Ya de la siguiente década, pero también debida a un excombatiente, Senderos de gloria (1935) de Humphrey Cobb es más conocida por la versión cinematográfica homónima de Stanley Kubrick (1957), que del mismo modo que la novela -recién publicada por Capitán Swing con prólogo de David Simon, el productor de The Wire- debe su título (Paths of Glory) a un verso de la Elegía escrita en un cementerio de aldea del prerromántico Thomas Gray: "Los senderos de gloria no conducen sino a la tumba". Hijo de norteamericanos, Cobb se alistó como voluntario en las tropas canadienses y llegó a Europa antes de que los Estados Unidos entraran en guerra. Combatió muy joven, pero tardó casi dos décadas en contarlo. Como dice Simon, el objeto de su crítica, que prescinde de todo sentimentalismo, apunta directamente a la maquinaria deshumanizada del ejército, lo que explica que la adaptación al cine fuera censurada o acogida con reservas -en España, por ejemplo, no se estrenó hasta mediados de los ochenta- en muchos lugares que no habían estado implicados en la contienda. La sobrecogedora escena final del filme, cuando la muchacha alemana capturada logra conmover con su canción a los soldados que se burlaban de ella, no figura en la novela, pero por lo demás Kubrick se mantuvo bastante fiel a la narración original, que estaba inspirada en hechos reales: la ejecución de cuatro cabos elegidos al azar entre las fuerzas de un regimiento que había fracasado en la imposible misión de asaltar una colina, ordenado para encubrir la incompetencia de los oficiales y disciplinar a la tropa. Cuando casi veinte años después los tribunales rehabilitaron el nombre de los fusilados, dos de las viudas recibieron una indemnización de un franco. Para los altos mandos que exigían un número creciente de bajas propias desde los despachos de la retaguardia, la vida de sus soldados no valía ni eso.

**Qué se pide**
Según el fragmento sobre Senderos de gloria, ¿de qué poema procede el verso que da título a la novela?

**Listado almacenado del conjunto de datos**
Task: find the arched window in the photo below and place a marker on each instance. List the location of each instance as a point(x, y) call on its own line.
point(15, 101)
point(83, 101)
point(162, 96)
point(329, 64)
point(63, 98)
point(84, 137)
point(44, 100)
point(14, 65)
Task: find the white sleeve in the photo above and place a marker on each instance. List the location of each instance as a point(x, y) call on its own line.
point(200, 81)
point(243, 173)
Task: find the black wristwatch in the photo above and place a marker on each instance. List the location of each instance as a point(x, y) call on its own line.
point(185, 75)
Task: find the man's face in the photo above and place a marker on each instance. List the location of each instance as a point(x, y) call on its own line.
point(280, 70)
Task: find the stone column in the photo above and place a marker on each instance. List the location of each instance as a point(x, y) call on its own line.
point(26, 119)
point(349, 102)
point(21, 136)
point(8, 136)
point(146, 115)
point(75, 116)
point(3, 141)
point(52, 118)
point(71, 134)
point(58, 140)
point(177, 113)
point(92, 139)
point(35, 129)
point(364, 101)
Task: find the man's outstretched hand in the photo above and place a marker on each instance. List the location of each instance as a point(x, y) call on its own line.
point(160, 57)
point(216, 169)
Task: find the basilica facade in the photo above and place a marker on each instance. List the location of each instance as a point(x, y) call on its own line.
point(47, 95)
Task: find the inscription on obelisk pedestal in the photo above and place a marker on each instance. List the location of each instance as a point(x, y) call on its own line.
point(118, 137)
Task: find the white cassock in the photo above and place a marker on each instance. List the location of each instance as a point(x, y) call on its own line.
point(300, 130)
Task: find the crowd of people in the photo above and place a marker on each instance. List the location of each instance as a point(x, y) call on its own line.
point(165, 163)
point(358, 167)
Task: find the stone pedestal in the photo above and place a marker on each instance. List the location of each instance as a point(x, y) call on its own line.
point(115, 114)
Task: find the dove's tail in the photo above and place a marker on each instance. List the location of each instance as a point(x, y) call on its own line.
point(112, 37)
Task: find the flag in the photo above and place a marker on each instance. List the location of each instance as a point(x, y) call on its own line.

**Ejercicio resuelto**
De la Elegía escrita en un cementerio de aldea, de Thomas Gray.